Consigne 1:
Recopie mot pour mot l'extrait sur le film, depuis « La bande annonce » jusqu'à « arrive et l’arrête. » inclus.
Consigne 2:
Dans l'extrait sur le film, reprends sous forme de liste le paragraphe qui commence par « La bande annonce du film ». Garde ses faits principaux.
Consigne 3:
Reprends l'extrait sur le film après sa dernière phrase et écris la suite.

Extrait à examiner:
____
La bande annonce du film Le Miracle du Saint inconnu suggère une comédie burlesque avec intrigue policière, un peu à la Jean-Pierre Mocky : il y a de ça, mais il y a bien autre chose dans ce film d’Alaa Eddine Aljem, sous les aspects burlesques, une vraie profondeur dramatique. Au début, un petit malfrat fuit la police avec dans un sac les billets du casse qu’il vient de perpétrer. Quand sa voiture tombe en panne, il escalade une colline, enterre son magot et camoufle cette cachette en tombe entourée de simples pierres. Quand il redescend de la colline, la police arrive et l’arrête.
____
Données de localisation dans l'espace:
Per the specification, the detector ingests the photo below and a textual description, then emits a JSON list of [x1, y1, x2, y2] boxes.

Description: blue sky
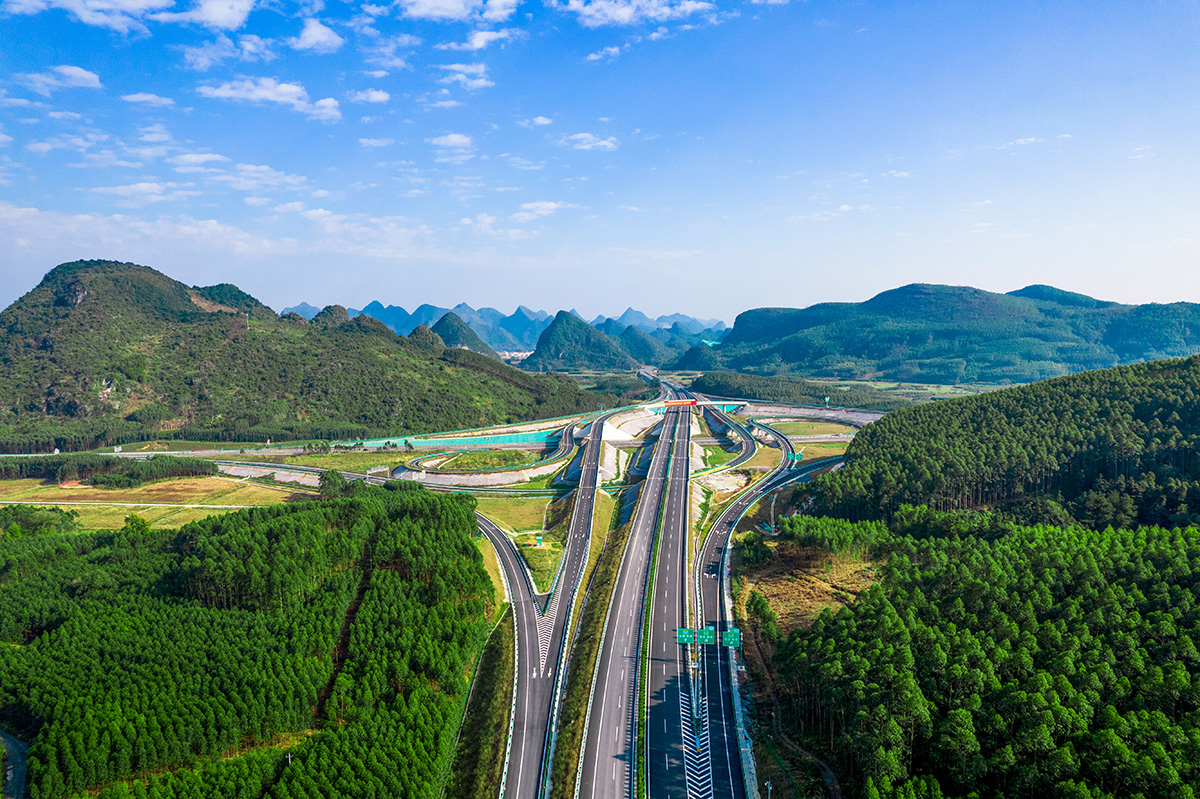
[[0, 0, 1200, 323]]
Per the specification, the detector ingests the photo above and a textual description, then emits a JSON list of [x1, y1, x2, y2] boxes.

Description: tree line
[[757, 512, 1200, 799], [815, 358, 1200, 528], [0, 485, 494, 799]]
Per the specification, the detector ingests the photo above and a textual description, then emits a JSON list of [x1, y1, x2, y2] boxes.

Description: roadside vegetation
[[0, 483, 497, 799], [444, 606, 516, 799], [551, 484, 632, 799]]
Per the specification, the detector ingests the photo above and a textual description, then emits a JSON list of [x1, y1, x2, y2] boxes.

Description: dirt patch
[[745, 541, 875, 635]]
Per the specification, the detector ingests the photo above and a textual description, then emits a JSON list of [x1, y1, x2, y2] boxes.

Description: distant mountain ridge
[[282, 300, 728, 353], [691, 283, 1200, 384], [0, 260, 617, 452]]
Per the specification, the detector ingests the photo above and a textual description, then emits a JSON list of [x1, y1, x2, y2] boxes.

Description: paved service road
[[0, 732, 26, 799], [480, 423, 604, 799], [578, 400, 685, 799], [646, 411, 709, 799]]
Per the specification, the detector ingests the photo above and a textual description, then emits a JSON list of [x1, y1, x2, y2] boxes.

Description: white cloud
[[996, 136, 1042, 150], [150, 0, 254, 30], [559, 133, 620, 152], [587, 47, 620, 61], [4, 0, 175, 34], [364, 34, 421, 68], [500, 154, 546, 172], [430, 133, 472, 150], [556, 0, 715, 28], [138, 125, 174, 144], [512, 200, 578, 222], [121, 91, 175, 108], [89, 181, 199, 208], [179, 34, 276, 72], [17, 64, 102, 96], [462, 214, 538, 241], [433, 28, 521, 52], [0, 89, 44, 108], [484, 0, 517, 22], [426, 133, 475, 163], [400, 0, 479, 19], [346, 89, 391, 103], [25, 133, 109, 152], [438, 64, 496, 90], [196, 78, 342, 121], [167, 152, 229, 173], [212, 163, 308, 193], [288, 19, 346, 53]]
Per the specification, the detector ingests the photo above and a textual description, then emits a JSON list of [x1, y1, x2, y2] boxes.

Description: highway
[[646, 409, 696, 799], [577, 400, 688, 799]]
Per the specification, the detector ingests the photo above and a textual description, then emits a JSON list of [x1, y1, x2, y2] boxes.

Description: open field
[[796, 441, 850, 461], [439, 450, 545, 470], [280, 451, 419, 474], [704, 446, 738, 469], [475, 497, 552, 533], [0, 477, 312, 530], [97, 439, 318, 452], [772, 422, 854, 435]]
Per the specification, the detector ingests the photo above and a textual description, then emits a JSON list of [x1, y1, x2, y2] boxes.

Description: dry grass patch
____
Réponse attendue 1:
La bande annonce du film Le Miracle du Saint inconnu suggère une comédie burlesque avec intrigue policière, un peu à la Jean-Pierre Mocky : il y a de ça, mais il y a bien autre chose dans ce film d’Alaa Eddine Aljem, sous les aspects burlesques, une vraie profondeur dramatique. Au début, un petit malfrat fuit la police avec dans un sac les billets du casse qu’il vient de perpétrer. Quand sa voiture tombe en panne, il escalade une colline, enterre son magot et camoufle cette cachette en tombe entourée de simples pierres. Quand il redescend de la colline, la police arrive et l’arrête.

Réponse attendue 2:
- La bande-annonce du Miracle du Saint inconnu fait penser à une comédie burlesque avec une intrigue policière, un peu dans le style de Jean-Pierre Mocky.
- Le film d'Alaa Eddine Aljem a bien ce côté burlesque, mais il a aussi une vraie profondeur dramatique.
- Au début, un petit malfrat fuit la police avec, dans un sac, les billets du casse qu'il vient de commettre.
- Sa voiture tombe en panne. Il monte alors sur une colline, enterre son argent et fait passer la cachette pour une tombe entourée de simples pierres.
- Quand il redescend, la police arrive et l'arrête.

Réponse attendue 3:
Quelques années plus tard, le voyou sorti de prison vient chercher son butin, mais il a une surprise désagréable : les villageois d’à côté ont découvert la fausse tombe, ont cru qu’elle abritait un Saint inconnu, ont construit un mausolée autour pour la protéger et l’honorer, et au pied de la colline s’est créé un mini-Lourdes, avec vente de souvenirs et de rafraîchissements, hôtel, restaurant, accueil de pèlerins et tutti quanti. La plupart des habitants du village agricole traditionnel, situé un peu plus loin, ont déménagé vers la colline pour profiter de la manne (modeste) des pèlerins, sauf le vieux Brahim, qui veut rester fidèle à sa vocation paysanne malgré l’aridité terrifiante d’un paysage où n’apparaît pas le moindre brin d’herbe.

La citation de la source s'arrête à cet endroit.